Quant à la programmation, le festival a remis à l’honneur les films européens et français et remplacé son programme Cocote Minute par une sélection OVNI (films inclassables au niveau de la forme et du fond). À Format Court, nous nous sommes à nouveau focalisés sur les films d’ailleurs. Sur le papier, les 42 films retenus cette année en compétition étaient supposés refléter “toute la magie du cinéma européen”. Sauf que ladite magie n’a concerné qu’une poignée de films réellement fascinants/fabuleux/décalés (voire les trois en même temps).

* * * *

▶ _CONSIGNE A_:
D'après le passage cité, combien de films ont été retenus en compétition cette année ?
▶ _CONSIGNE B_:
Veuillez recopier, dans la liste, la portion allant de la ligne contenant « formatted like [636,625]. » jusqu'à la fin de la liste, en remplaçant « Target » par « Objet » sans rien changer d'autre. Ne donnez que ces lignes.

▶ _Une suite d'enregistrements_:
* * * *

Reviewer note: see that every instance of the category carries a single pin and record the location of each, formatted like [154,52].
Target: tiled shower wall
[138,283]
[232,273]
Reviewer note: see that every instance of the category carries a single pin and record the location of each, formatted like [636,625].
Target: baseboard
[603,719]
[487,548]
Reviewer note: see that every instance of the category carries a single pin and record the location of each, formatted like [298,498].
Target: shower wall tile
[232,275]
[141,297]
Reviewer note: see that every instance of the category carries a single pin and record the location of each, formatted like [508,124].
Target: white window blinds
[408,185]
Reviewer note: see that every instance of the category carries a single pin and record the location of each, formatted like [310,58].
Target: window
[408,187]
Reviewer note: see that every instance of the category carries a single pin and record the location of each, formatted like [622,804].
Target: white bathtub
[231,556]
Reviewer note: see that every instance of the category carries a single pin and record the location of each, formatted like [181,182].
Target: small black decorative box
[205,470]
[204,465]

* * * *

▶ _BONNE RÉPONSE A_:
42 films.

▶ _BONNE RÉPONSE B_:
Reviewer note: see that every instance of the category carries a single pin and record the location of each, formatted like [636,625].
Objet: baseboard
[603,719]
[487,548]
Reviewer note: see that every instance of the category carries a single pin and record the location of each, formatted like [298,498].
Objet: shower wall tile
[232,275]
[141,297]
Reviewer note: see that every instance of the category carries a single pin and record the location of each, formatted like [508,124].
Objet: white window blinds
[408,185]
Reviewer note: see that every instance of the category carries a single pin and record the location of each, formatted like [310,58].
Objet: window
[408,187]
Reviewer note: see that every instance of the category carries a single pin and record the location of each, formatted like [622,804].
Objet: white bathtub
[231,556]
Reviewer note: see that every instance of the category carries a single pin and record the location of each, formatted like [181,182].
Objet: small black decorative box
[205,470]
[204,465]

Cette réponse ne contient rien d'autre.